Records for this task ::
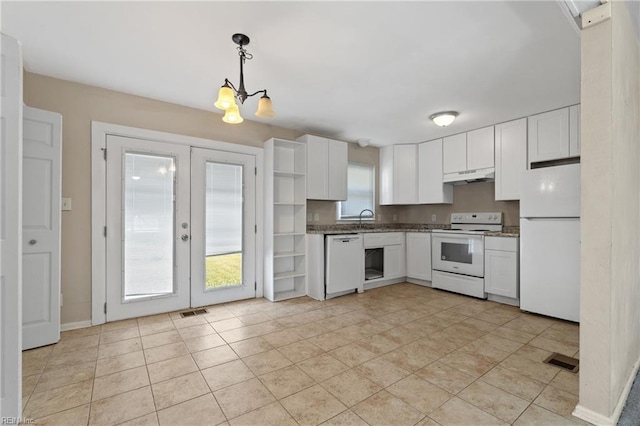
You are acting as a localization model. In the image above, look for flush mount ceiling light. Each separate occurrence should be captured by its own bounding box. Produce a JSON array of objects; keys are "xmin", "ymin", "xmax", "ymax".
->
[
  {"xmin": 430, "ymin": 111, "xmax": 459, "ymax": 127},
  {"xmin": 214, "ymin": 33, "xmax": 275, "ymax": 124}
]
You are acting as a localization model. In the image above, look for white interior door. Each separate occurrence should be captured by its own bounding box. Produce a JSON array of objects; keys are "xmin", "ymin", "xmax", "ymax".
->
[
  {"xmin": 0, "ymin": 32, "xmax": 23, "ymax": 419},
  {"xmin": 22, "ymin": 106, "xmax": 62, "ymax": 350},
  {"xmin": 106, "ymin": 135, "xmax": 191, "ymax": 321},
  {"xmin": 190, "ymin": 148, "xmax": 256, "ymax": 306}
]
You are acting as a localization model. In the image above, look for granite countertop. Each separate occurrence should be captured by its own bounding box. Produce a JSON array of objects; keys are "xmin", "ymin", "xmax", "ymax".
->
[{"xmin": 307, "ymin": 223, "xmax": 520, "ymax": 237}]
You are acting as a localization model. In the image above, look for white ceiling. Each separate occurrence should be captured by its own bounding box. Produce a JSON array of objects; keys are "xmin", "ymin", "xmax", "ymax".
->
[{"xmin": 2, "ymin": 1, "xmax": 580, "ymax": 147}]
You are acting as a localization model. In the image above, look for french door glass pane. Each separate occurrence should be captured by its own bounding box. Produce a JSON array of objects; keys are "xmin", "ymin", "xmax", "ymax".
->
[
  {"xmin": 205, "ymin": 162, "xmax": 243, "ymax": 289},
  {"xmin": 123, "ymin": 153, "xmax": 175, "ymax": 299}
]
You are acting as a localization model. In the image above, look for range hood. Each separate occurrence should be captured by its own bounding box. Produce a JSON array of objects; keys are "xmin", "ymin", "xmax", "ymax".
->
[{"xmin": 442, "ymin": 168, "xmax": 495, "ymax": 185}]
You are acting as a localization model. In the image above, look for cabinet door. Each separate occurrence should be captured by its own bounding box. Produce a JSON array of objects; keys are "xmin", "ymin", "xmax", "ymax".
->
[
  {"xmin": 495, "ymin": 118, "xmax": 527, "ymax": 201},
  {"xmin": 484, "ymin": 249, "xmax": 518, "ymax": 298},
  {"xmin": 467, "ymin": 126, "xmax": 494, "ymax": 170},
  {"xmin": 418, "ymin": 139, "xmax": 453, "ymax": 204},
  {"xmin": 393, "ymin": 145, "xmax": 418, "ymax": 204},
  {"xmin": 383, "ymin": 244, "xmax": 405, "ymax": 279},
  {"xmin": 328, "ymin": 139, "xmax": 348, "ymax": 200},
  {"xmin": 301, "ymin": 135, "xmax": 328, "ymax": 199},
  {"xmin": 443, "ymin": 133, "xmax": 467, "ymax": 174},
  {"xmin": 406, "ymin": 233, "xmax": 431, "ymax": 281},
  {"xmin": 569, "ymin": 105, "xmax": 580, "ymax": 157},
  {"xmin": 379, "ymin": 146, "xmax": 394, "ymax": 205},
  {"xmin": 528, "ymin": 108, "xmax": 569, "ymax": 164}
]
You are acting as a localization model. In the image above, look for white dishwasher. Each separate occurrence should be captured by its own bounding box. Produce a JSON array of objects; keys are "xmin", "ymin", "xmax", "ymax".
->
[{"xmin": 325, "ymin": 234, "xmax": 364, "ymax": 295}]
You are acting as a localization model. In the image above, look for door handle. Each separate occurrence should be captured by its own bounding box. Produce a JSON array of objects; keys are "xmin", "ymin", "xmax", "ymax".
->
[
  {"xmin": 29, "ymin": 239, "xmax": 37, "ymax": 245},
  {"xmin": 181, "ymin": 234, "xmax": 190, "ymax": 242}
]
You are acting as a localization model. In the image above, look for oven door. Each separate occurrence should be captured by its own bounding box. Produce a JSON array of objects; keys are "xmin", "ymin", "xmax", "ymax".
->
[{"xmin": 432, "ymin": 233, "xmax": 484, "ymax": 277}]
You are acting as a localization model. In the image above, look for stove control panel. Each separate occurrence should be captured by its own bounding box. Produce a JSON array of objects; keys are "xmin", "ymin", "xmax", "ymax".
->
[{"xmin": 450, "ymin": 212, "xmax": 503, "ymax": 225}]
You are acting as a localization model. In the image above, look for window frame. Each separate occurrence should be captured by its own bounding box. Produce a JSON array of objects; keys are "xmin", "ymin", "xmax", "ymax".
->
[{"xmin": 337, "ymin": 162, "xmax": 376, "ymax": 221}]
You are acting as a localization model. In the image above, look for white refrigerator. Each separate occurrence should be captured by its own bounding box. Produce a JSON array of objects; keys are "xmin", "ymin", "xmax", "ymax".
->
[{"xmin": 520, "ymin": 163, "xmax": 580, "ymax": 322}]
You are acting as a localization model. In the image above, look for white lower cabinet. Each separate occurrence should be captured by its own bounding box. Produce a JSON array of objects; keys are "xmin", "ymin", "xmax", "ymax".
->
[
  {"xmin": 484, "ymin": 237, "xmax": 519, "ymax": 301},
  {"xmin": 363, "ymin": 232, "xmax": 405, "ymax": 283},
  {"xmin": 406, "ymin": 233, "xmax": 431, "ymax": 281},
  {"xmin": 383, "ymin": 244, "xmax": 405, "ymax": 279}
]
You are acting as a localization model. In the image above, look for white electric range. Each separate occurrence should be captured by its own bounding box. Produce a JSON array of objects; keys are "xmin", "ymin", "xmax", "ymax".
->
[{"xmin": 431, "ymin": 212, "xmax": 503, "ymax": 299}]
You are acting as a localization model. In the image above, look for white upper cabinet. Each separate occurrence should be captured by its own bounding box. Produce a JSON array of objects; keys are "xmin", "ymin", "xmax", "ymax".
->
[
  {"xmin": 495, "ymin": 118, "xmax": 527, "ymax": 201},
  {"xmin": 442, "ymin": 133, "xmax": 467, "ymax": 174},
  {"xmin": 418, "ymin": 139, "xmax": 453, "ymax": 204},
  {"xmin": 443, "ymin": 126, "xmax": 494, "ymax": 179},
  {"xmin": 380, "ymin": 145, "xmax": 418, "ymax": 205},
  {"xmin": 569, "ymin": 104, "xmax": 581, "ymax": 157},
  {"xmin": 297, "ymin": 135, "xmax": 347, "ymax": 200},
  {"xmin": 528, "ymin": 107, "xmax": 570, "ymax": 165},
  {"xmin": 467, "ymin": 126, "xmax": 495, "ymax": 171},
  {"xmin": 327, "ymin": 139, "xmax": 348, "ymax": 200}
]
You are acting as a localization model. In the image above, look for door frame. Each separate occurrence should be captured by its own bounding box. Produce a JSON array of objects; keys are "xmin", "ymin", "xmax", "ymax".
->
[{"xmin": 91, "ymin": 121, "xmax": 264, "ymax": 326}]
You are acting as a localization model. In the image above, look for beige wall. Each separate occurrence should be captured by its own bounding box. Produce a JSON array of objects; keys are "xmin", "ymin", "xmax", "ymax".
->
[
  {"xmin": 579, "ymin": 1, "xmax": 640, "ymax": 421},
  {"xmin": 24, "ymin": 72, "xmax": 304, "ymax": 324},
  {"xmin": 399, "ymin": 182, "xmax": 520, "ymax": 227}
]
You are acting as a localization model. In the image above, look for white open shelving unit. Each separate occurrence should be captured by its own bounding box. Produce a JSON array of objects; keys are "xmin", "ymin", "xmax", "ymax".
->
[{"xmin": 264, "ymin": 138, "xmax": 307, "ymax": 301}]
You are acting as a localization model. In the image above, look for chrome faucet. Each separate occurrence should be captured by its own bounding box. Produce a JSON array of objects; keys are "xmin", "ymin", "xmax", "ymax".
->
[{"xmin": 358, "ymin": 209, "xmax": 375, "ymax": 227}]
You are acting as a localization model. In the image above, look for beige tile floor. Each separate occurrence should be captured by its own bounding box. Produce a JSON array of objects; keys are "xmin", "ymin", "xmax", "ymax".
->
[{"xmin": 22, "ymin": 283, "xmax": 587, "ymax": 426}]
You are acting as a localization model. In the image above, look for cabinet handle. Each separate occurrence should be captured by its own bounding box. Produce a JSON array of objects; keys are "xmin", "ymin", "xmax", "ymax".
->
[{"xmin": 29, "ymin": 239, "xmax": 37, "ymax": 245}]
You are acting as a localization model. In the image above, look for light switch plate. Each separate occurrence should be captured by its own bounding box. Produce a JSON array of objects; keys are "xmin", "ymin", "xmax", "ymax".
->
[
  {"xmin": 314, "ymin": 213, "xmax": 319, "ymax": 222},
  {"xmin": 307, "ymin": 213, "xmax": 313, "ymax": 222},
  {"xmin": 62, "ymin": 197, "xmax": 72, "ymax": 211},
  {"xmin": 431, "ymin": 214, "xmax": 437, "ymax": 222}
]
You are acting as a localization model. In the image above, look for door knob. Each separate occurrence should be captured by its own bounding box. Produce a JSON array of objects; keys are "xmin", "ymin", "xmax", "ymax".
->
[
  {"xmin": 181, "ymin": 234, "xmax": 190, "ymax": 241},
  {"xmin": 29, "ymin": 239, "xmax": 37, "ymax": 245}
]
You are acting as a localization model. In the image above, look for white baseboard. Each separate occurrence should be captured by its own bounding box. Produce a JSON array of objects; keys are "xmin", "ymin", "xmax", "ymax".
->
[
  {"xmin": 406, "ymin": 278, "xmax": 432, "ymax": 287},
  {"xmin": 60, "ymin": 320, "xmax": 93, "ymax": 332},
  {"xmin": 573, "ymin": 404, "xmax": 615, "ymax": 426},
  {"xmin": 573, "ymin": 352, "xmax": 640, "ymax": 425},
  {"xmin": 363, "ymin": 277, "xmax": 404, "ymax": 290},
  {"xmin": 487, "ymin": 294, "xmax": 520, "ymax": 306}
]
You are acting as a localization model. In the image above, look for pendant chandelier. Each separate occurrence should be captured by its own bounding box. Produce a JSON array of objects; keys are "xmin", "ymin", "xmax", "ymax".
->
[{"xmin": 214, "ymin": 33, "xmax": 275, "ymax": 124}]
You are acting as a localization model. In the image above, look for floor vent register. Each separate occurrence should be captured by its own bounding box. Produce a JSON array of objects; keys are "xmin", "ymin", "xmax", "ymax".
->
[
  {"xmin": 544, "ymin": 353, "xmax": 579, "ymax": 373},
  {"xmin": 179, "ymin": 308, "xmax": 208, "ymax": 318}
]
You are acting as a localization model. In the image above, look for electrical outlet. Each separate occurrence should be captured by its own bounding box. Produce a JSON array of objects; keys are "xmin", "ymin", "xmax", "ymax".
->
[
  {"xmin": 378, "ymin": 214, "xmax": 383, "ymax": 221},
  {"xmin": 393, "ymin": 214, "xmax": 397, "ymax": 221},
  {"xmin": 307, "ymin": 213, "xmax": 313, "ymax": 222},
  {"xmin": 431, "ymin": 214, "xmax": 437, "ymax": 222},
  {"xmin": 314, "ymin": 213, "xmax": 320, "ymax": 222}
]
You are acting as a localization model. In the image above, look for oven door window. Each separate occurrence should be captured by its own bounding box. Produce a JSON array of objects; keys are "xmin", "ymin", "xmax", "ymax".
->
[{"xmin": 441, "ymin": 242, "xmax": 473, "ymax": 264}]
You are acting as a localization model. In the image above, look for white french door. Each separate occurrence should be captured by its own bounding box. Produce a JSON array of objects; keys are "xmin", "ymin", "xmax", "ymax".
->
[
  {"xmin": 191, "ymin": 148, "xmax": 256, "ymax": 306},
  {"xmin": 106, "ymin": 135, "xmax": 191, "ymax": 320},
  {"xmin": 105, "ymin": 136, "xmax": 256, "ymax": 321}
]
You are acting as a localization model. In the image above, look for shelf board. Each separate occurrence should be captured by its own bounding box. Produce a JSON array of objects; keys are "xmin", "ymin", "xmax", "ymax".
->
[
  {"xmin": 274, "ymin": 170, "xmax": 305, "ymax": 178},
  {"xmin": 274, "ymin": 251, "xmax": 306, "ymax": 258},
  {"xmin": 274, "ymin": 232, "xmax": 306, "ymax": 237},
  {"xmin": 272, "ymin": 289, "xmax": 306, "ymax": 301},
  {"xmin": 274, "ymin": 202, "xmax": 305, "ymax": 206},
  {"xmin": 274, "ymin": 271, "xmax": 305, "ymax": 280}
]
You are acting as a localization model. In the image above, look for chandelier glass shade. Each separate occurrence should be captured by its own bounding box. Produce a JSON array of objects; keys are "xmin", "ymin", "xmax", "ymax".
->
[{"xmin": 214, "ymin": 33, "xmax": 275, "ymax": 124}]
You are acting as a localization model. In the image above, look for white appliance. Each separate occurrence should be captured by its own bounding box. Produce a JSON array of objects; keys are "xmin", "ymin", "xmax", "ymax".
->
[
  {"xmin": 325, "ymin": 234, "xmax": 364, "ymax": 295},
  {"xmin": 432, "ymin": 212, "xmax": 503, "ymax": 298},
  {"xmin": 520, "ymin": 163, "xmax": 580, "ymax": 322}
]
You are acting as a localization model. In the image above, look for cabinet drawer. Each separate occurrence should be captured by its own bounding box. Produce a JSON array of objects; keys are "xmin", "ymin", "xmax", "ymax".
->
[
  {"xmin": 364, "ymin": 232, "xmax": 404, "ymax": 248},
  {"xmin": 485, "ymin": 236, "xmax": 518, "ymax": 252}
]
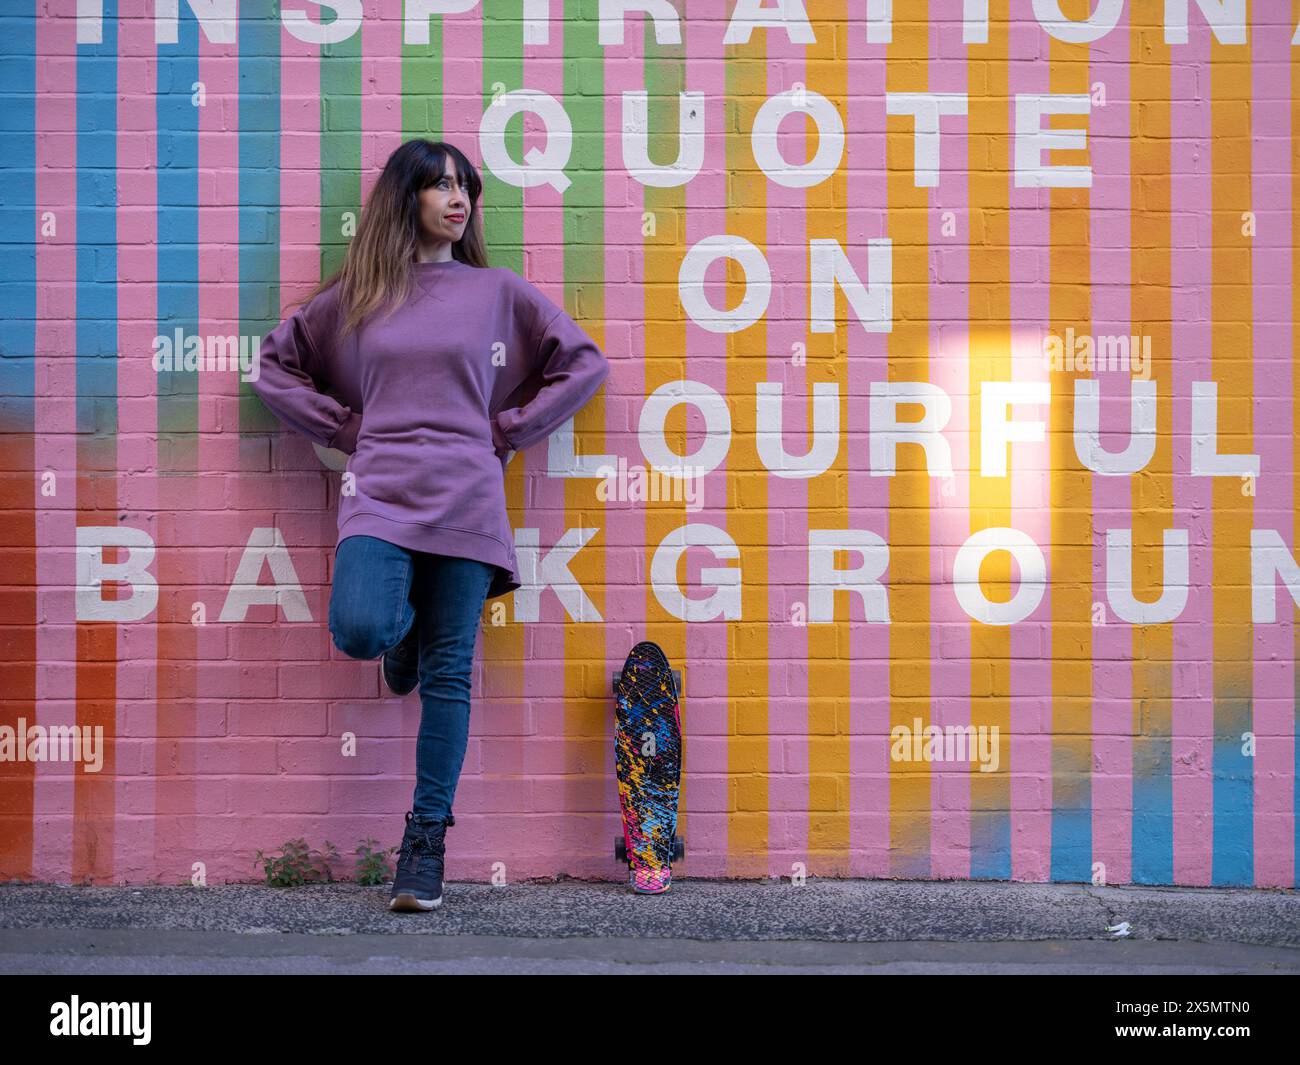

About this exercise :: Your output is the lines from the top of the entries through the line containing "for white interior", exactly as they stand. No pictures belong in it.

Result for this task ::
You are acting as a localization model. In the image above, look for flush mount ceiling light. Each separate occurrence should be captured by its own bounding box. Produce a JSON array of objects; keys are "xmin", "ymin", "xmax", "ymax".
->
[
  {"xmin": 430, "ymin": 111, "xmax": 459, "ymax": 127},
  {"xmin": 214, "ymin": 33, "xmax": 275, "ymax": 124}
]
You are acting as a localization model. In the image above, look for white interior door. Each separate occurrence should be captured by its own bounding box. Produce a JSON array of objects; keys are "xmin", "ymin", "xmax", "ymax".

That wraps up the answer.